WRITTEN INSTRUCTION A
Copy the part of the passage on analysis viewpoints that opens with the words containing "The simple similarity" and closes with "an extraction condition.", switching "inner product" to "dot product".

READING PASSAGE
== == ==

The simple similarity is, for example, an inner product or distance
between the result vectors of respective analysis viewpoints.
[0119] Alternatively, "with elements included in common in the
result vectors of respective analysis viewpoints included in the
combinations, in which the number of elements having a value
greater than a predetermined threshold value is not less than a
predetermined number" may be adopted as an extraction condition.
For example, when result vectors include, as elements, the
occurrence frequencies of words, combinations of analysis
viewpoints sharing not less than a predetermined number of words of
which the occurrence frequencies are higher than a predetermined
threshold value are extracted as combinations satisfying the
extraction condition. It can be estimated that words that
frequently occur in analysis results are words representing the
features of the analysis results. A user can efficiently grasp the
unique feature of each analysis viewpoint by comparing analysis
results in which the words representing the features are
common.
[0120] Alternatively, "a record similarity between respective
analysis viewpoints included in the combinations is not more than a
predetermined threshold value" may be adopted as an extraction
condition. Such a record similarity is a similarity between items
of record ID information. Specifically, the number of record IDs
included in common in the record ID information of analysis
viewpoints that are different from each other, or the rate (sharing
rate) of the number of the record IDs included in common in the
record ID information of the analysis viewpoints that are different
from each other to the total number of record IDs included in the
record ID information of the respective analysis viewpoints can be
adopted as a record similarity. For example, it is assumed that in
the present exemplary embodiment, all men who responded to a
questionnaire were thirtysomething. In this case, it can be
estimated that there is a high similarity between an analysis
result in the case of adopting an attribute value "male" as an
analysis viewpoint and an analysis results in the case of regarding
an attribute value "30's" as an analysis viewpoint. However, the
similarity is only a false similarity that is produced by sample
bias. A user may mistakenly recognize the feature of each analysis
viewpoint by comparing two analysis results having a false
similarity. False similarities between analysis results, produced
due to sample bias, can be eliminated by eliminating combinations
of analysis viewpoints having extremely high record
similarities.

== == ==

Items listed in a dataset
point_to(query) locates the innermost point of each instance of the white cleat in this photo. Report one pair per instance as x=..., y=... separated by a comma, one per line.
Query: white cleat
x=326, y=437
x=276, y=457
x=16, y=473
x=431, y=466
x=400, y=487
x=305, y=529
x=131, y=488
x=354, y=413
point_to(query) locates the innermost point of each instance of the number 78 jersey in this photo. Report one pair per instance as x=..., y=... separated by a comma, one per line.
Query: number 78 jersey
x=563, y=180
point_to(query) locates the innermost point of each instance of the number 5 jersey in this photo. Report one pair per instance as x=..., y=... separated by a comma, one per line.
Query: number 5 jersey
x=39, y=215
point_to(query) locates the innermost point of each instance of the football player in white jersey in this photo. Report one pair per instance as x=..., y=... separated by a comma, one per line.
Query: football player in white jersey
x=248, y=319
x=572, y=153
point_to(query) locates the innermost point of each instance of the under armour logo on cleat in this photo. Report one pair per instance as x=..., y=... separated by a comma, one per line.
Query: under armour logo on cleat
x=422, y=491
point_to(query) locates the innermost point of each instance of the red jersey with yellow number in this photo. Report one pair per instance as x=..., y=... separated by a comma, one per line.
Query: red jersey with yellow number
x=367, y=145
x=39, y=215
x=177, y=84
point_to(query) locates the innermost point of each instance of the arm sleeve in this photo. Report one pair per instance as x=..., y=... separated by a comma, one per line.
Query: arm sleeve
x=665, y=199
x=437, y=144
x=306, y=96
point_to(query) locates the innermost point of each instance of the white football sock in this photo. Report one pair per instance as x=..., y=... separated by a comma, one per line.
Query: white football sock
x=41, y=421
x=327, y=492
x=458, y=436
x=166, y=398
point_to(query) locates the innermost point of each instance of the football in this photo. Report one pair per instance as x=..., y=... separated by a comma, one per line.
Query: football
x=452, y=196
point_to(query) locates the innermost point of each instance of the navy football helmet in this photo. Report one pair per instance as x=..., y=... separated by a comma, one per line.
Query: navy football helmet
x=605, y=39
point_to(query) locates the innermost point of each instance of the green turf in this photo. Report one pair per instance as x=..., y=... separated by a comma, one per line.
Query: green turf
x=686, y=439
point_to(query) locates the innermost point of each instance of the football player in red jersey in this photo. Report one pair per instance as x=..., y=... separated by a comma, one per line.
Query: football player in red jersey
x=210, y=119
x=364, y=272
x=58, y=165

== == ==

WRITTEN INSTRUCTION B
Repeat the listing from its start through the line that contains "x=354, y=413", requests included, and shift every x and y coordinate in the answers up by 71.

PROBLEM SOLUTION A
The simple similarity is, for example, an dot product or distance
between the result vectors of respective analysis viewpoints.
[0119] Alternatively, "with elements included in common in the
result vectors of respective analysis viewpoints included in the
combinations, in which the number of elements having a value
greater than a predetermined threshold value is not less than a
predetermined number" may be adopted as an extraction condition.

PROBLEM SOLUTION B
point_to(query) locates the innermost point of each instance of the white cleat in this photo. Report one pair per instance as x=..., y=... separated by a comma, one per line.
Query: white cleat
x=397, y=508
x=347, y=528
x=87, y=544
x=502, y=537
x=471, y=558
x=376, y=600
x=202, y=559
x=425, y=484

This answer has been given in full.